[Entries from a point annotation set]
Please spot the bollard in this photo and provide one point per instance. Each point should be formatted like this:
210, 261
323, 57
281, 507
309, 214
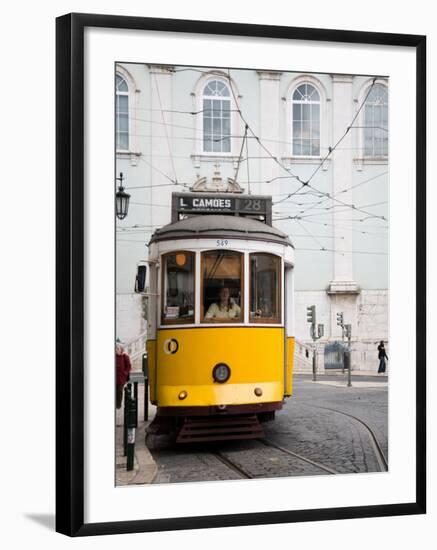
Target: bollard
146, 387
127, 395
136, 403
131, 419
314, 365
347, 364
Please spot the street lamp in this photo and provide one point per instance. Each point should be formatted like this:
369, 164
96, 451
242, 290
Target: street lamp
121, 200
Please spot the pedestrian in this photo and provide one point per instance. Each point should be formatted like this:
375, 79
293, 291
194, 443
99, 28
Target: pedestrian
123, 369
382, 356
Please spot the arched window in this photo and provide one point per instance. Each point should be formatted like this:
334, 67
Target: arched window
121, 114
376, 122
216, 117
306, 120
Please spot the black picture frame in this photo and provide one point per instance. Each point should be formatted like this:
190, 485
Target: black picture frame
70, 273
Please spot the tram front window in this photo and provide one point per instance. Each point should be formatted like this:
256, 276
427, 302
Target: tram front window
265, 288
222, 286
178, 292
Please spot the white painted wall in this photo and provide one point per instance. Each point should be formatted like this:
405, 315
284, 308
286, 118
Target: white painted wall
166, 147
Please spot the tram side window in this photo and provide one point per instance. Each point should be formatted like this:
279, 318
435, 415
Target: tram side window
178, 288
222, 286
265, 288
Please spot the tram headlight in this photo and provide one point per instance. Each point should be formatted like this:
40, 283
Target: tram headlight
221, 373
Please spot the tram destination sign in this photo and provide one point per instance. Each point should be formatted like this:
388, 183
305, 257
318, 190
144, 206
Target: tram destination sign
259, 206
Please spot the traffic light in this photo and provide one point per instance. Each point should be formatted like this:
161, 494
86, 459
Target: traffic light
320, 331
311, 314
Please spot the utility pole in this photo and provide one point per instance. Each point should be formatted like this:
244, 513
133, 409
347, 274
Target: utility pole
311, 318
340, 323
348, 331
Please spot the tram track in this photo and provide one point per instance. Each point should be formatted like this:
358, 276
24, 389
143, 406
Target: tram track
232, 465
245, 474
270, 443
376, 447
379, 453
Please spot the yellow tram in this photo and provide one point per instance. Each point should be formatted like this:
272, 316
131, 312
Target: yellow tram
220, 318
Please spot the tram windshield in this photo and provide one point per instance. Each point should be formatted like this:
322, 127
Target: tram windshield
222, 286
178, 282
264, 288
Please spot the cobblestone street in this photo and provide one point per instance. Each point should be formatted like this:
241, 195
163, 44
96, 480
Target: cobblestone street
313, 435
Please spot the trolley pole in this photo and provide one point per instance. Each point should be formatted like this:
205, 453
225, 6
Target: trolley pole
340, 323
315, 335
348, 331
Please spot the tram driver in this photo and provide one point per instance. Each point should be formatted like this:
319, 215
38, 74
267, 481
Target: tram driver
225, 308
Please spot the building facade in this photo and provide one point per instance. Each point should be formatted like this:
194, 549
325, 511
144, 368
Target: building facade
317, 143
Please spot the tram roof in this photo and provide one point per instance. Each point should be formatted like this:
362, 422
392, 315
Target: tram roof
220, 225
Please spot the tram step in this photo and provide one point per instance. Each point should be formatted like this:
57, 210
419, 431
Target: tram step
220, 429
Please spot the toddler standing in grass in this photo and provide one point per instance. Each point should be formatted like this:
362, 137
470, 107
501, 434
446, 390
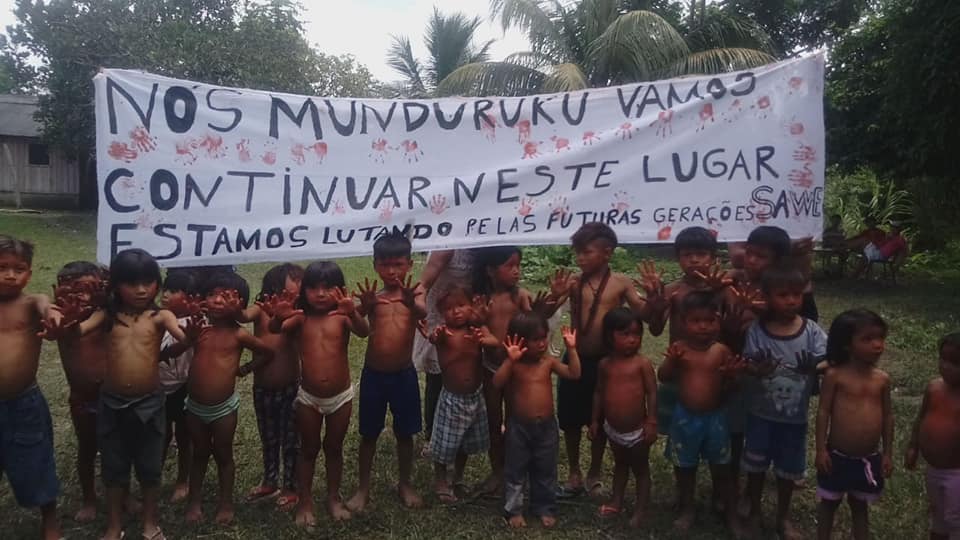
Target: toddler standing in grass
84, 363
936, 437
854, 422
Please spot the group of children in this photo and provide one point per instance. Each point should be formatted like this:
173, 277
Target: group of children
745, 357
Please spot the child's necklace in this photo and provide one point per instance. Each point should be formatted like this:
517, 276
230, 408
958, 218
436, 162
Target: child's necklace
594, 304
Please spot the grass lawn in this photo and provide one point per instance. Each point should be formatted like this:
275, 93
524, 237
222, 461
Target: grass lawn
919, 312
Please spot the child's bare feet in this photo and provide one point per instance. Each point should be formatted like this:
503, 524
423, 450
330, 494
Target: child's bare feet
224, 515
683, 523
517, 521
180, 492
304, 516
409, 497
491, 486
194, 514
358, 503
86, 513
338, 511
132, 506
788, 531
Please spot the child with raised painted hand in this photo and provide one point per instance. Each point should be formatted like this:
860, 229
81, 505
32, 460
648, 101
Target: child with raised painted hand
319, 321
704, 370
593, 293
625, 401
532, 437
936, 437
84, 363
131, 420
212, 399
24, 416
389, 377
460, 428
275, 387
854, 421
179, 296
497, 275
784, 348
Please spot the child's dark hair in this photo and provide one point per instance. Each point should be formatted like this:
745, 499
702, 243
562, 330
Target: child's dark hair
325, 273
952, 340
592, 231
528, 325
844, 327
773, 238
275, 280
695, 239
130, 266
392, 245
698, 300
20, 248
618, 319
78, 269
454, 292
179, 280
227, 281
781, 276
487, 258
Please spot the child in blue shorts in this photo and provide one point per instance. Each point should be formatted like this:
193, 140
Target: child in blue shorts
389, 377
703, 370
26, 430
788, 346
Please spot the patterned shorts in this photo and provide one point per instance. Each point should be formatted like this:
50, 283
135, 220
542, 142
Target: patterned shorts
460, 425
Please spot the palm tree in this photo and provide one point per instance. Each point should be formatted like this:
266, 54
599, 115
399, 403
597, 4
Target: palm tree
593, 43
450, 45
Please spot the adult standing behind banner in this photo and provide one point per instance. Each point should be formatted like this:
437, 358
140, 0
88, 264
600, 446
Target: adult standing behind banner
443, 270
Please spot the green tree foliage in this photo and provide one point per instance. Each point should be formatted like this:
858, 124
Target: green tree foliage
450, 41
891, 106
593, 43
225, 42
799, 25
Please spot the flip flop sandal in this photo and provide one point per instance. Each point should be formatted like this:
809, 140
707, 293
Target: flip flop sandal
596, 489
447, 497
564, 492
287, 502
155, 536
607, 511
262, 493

** What you are asked to do **
Print the lines exactly as they stand, from the line containing "Please spot the green" through the final line of the records, with both ends included.

** Solution below **
Please spot the green tree foliage in this photo and provide one point per instance. Each point should be formatted like this:
858, 124
Target: green tree foliage
450, 41
891, 106
593, 43
225, 42
799, 25
Please spot the flip flop sandal in this photo and provide one point per instance. Each point should be formatted like this:
809, 140
707, 293
Target: flip flop sandal
596, 489
447, 497
564, 492
287, 502
155, 536
607, 511
262, 493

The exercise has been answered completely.